- Requirements: Gather every line in the listing below that contains the word "academic", and copy each of those lines out in full.

Lines of data
----------------

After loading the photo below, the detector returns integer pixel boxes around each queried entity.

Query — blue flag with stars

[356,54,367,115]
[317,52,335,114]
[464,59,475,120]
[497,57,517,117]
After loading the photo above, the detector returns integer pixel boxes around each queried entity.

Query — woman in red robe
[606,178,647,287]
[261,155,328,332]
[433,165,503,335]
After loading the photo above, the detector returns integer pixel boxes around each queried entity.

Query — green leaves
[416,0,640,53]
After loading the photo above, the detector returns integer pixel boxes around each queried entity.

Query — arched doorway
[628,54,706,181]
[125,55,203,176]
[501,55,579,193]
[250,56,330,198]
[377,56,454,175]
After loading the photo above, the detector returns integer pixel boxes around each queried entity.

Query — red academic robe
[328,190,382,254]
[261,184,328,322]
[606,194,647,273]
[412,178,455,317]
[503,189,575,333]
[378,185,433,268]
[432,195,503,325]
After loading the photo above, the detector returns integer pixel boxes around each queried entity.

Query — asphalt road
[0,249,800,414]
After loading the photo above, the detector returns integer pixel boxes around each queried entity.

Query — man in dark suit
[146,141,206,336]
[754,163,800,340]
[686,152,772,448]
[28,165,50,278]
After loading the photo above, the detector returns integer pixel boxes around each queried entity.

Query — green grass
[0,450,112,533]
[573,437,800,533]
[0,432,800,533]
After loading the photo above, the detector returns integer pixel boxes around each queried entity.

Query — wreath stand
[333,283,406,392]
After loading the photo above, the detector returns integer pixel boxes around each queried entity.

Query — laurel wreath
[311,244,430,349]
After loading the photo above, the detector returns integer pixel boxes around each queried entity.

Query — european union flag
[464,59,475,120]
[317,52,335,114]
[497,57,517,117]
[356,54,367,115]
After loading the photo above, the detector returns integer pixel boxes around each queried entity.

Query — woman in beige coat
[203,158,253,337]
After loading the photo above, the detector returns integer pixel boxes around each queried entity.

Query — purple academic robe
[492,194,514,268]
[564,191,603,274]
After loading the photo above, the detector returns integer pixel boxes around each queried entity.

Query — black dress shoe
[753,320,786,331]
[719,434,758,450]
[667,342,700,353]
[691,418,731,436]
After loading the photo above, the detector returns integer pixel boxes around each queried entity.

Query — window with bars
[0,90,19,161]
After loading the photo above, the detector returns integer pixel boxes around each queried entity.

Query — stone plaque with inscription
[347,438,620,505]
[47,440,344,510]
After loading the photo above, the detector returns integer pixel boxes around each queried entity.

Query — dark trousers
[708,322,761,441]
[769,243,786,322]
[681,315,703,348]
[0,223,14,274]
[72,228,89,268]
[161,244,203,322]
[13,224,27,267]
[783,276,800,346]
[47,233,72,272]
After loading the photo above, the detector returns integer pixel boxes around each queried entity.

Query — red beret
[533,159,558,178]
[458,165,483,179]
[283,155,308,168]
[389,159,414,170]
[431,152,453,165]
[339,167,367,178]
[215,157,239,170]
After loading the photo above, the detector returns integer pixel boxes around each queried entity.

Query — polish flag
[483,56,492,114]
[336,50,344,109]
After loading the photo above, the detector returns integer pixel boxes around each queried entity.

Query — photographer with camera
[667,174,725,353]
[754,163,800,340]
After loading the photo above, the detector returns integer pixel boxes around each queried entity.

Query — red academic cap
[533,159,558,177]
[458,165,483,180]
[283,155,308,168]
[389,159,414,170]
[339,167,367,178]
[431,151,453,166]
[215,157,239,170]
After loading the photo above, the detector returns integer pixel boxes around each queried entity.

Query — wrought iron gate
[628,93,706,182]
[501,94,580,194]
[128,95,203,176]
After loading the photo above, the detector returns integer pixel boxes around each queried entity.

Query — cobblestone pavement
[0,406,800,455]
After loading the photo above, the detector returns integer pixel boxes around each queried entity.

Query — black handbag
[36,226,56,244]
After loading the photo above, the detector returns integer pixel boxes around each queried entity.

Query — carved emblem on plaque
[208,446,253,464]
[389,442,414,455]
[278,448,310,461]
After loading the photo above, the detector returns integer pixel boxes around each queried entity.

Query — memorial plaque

----------------

- Task response:
Query — red academic robe
Query — purple academic robe
Query — red academic cap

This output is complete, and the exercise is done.